■ Extracted text ■

# Battery Storage



## Riaz

so yesterday i got my second battery for the svd (efest 18350), i need to know, how safe is it to store it in my vape pouch?

the pouch currently has my igol dripper, juice, charger.

im ordering a plastic holder for the batteries now, but can i safely leave it in the pouch in the mean while?


----------



## shabbar

just to be safe put them in a zip lock bag or away from anything that conducts electricity

Reactions: Like 1 | Agree 1


----------



## Tornalca

Get the case, works well for one 18350, 18650 and spare cotton.

Reactions: Like 1


----------



## BhavZ

Where do you guys get your cases from?


----------



## johan

As long as some conducting stuff can't short out the + and - on battery you ok - why don't you just leave it in the charger tray?


----------



## Tornalca

BhavZ said:


> Where do you guys get your cases from?



Got my first one with the battery I ordered locally. I have ordered 2 of theses

http://www.fasttech.com/products/0/...50-battery-waterproof-protective-storage-case

Reactions: Like 1 | Informative 1


----------



## Riaz

Tornalca said:


> Got my first one with the battery I ordered locally. I have ordered 2 of theses
> 
> http://www.fasttech.com/products/0/...50-battery-waterproof-protective-storage-case



or you can go for this one:

https://www.fasttech.com/products/1096100

Reactions: Informative 1


----------



## BhavZ

Shot guys


----------



## Riaz

Riaz said:


> or you can go for this one:
> 
> https://www.fasttech.com/products/1096100



does anyone want one of these battery cases in the link above?

■ To do ■
1. In the battery storage thread above, condense the paragraph beginning "so yesterday i got my second battery" into one shorter sentence that keeps its main facts.
2. Extend the battery storage thread above with further posts that pick up after its last one.

■ Given information ■
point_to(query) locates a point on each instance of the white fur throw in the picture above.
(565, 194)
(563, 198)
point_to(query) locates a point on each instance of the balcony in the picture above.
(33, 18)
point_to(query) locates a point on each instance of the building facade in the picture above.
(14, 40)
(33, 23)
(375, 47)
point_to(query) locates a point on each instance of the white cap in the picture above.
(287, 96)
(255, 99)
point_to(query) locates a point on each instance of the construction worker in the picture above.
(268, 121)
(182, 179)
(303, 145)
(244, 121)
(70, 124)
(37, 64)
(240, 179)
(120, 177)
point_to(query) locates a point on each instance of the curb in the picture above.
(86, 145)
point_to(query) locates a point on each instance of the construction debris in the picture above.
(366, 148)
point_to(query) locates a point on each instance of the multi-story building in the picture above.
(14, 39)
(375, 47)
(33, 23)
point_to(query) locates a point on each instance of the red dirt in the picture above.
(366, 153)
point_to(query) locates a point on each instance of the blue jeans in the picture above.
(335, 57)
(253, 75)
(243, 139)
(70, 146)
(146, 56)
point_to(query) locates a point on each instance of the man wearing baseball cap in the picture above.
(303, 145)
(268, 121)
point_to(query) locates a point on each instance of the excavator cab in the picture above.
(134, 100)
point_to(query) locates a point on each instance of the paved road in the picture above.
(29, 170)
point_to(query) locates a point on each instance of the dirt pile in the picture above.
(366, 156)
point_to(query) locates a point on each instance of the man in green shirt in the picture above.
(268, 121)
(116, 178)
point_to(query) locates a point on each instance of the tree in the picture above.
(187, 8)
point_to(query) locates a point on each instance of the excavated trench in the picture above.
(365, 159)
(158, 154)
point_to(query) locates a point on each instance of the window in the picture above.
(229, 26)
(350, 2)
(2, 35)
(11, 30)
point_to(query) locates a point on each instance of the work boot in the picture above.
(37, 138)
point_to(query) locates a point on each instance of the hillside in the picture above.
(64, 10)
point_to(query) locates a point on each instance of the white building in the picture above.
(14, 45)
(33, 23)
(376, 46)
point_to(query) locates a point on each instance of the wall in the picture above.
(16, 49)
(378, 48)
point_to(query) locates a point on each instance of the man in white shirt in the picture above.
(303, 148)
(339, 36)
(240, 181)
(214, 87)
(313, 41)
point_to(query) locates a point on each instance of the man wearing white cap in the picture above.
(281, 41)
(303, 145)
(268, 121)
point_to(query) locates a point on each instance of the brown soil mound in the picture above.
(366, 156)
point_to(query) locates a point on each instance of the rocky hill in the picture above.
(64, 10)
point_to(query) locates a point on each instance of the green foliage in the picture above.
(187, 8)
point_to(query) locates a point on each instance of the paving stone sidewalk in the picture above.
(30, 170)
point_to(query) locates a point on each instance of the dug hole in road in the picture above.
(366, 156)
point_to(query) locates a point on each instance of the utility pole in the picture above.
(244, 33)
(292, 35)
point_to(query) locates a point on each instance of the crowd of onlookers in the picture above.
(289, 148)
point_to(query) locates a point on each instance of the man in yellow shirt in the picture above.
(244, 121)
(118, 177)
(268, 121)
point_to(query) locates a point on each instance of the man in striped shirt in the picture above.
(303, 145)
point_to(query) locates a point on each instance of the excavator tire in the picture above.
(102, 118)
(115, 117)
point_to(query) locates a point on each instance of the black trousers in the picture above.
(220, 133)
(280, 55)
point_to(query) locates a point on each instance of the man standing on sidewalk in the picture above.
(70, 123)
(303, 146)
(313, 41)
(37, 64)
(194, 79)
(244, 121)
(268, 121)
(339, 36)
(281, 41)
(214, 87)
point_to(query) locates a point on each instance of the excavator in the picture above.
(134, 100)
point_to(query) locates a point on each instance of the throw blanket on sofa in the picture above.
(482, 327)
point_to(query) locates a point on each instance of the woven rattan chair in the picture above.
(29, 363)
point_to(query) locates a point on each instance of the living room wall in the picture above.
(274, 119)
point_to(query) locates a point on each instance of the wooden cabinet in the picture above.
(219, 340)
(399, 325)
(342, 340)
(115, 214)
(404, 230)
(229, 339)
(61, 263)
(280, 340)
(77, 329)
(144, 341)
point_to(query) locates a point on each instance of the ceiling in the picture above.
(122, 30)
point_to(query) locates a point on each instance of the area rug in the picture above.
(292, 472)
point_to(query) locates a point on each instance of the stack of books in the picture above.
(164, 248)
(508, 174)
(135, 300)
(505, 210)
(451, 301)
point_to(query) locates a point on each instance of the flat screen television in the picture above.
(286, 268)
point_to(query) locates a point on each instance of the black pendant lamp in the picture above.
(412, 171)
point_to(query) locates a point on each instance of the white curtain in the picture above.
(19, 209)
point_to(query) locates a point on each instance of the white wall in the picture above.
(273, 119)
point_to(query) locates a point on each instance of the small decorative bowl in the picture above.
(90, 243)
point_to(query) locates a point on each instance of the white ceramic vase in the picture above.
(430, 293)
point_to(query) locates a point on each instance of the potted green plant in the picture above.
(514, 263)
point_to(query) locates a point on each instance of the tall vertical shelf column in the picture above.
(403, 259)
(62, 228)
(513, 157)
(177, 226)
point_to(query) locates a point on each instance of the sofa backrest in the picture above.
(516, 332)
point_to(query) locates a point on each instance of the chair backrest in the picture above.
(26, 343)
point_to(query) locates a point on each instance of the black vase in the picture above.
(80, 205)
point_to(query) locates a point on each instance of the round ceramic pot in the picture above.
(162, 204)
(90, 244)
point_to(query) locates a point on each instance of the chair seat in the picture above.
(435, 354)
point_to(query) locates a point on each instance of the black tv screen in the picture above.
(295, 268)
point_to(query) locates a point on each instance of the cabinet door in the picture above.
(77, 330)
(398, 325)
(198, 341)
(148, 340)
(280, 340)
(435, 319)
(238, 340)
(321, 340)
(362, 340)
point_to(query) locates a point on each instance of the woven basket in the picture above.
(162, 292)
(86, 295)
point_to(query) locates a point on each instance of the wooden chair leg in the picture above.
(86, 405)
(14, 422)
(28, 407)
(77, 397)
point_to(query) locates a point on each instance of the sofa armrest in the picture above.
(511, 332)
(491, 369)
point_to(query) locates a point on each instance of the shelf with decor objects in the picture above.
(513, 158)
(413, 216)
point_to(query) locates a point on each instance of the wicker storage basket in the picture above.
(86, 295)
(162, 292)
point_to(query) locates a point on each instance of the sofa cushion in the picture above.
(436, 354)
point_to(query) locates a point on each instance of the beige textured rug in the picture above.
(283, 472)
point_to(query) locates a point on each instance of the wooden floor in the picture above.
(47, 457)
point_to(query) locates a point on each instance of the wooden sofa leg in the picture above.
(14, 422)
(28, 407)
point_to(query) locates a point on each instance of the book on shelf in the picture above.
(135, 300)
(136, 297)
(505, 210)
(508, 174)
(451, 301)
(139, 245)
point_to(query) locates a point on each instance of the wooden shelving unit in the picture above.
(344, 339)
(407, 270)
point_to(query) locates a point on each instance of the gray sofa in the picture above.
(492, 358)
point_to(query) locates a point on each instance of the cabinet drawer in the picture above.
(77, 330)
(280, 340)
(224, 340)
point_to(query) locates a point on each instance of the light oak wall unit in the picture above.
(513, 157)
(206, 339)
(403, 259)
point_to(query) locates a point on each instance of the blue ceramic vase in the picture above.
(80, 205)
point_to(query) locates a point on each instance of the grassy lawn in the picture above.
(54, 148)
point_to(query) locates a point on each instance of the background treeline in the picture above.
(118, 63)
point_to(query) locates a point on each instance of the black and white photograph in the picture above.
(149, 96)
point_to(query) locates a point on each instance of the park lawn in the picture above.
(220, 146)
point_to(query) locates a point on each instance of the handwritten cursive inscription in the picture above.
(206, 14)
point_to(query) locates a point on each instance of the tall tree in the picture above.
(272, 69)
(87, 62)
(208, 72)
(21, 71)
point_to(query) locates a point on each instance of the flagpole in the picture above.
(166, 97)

■ Task results ■
1. Having received a second SVD battery (an Efest 18350) yesterday, the poster asks how safe it is to store it in the vape pouch.

2.
im placing my order now

let me know asap


----------



## johan

Nice find @Riaz - you can either store 2 x 18650's or 4 x 18350's in this box


----------



## Riaz

johanct said:


> Nice find @Riaz - you can either store 2 x 18650's or 4 x 18350's in this box



yip, and theres two cases for that price

Reactions: Like 1


----------



## ET

or you could wrap your battery in a piece of paper, bank bag, etc. whatever is at hand


----------



## Riaz

denizenx said:


> or you could wrap your battery in a piece of paper, bank bag, etc. whatever is at hand



i got it wrapped in toilet paper already

Reactions: Like 1


----------



## Derick

Yeah i've read stories of people putting it in their pocket witht their keys - and suddenly things get hot down there.

So yeah, anything that can insulate it - personally I would just put a strip of electrical tape from one pole to the other before transport or storage


----------



## johan

Don't use paper @Riaz, rather use plastic - if juice spill and paper gets wet, its conductive.

Reactions: Agree 2


----------



## Riaz

I already received my battery cases @johan but thank you for the tip!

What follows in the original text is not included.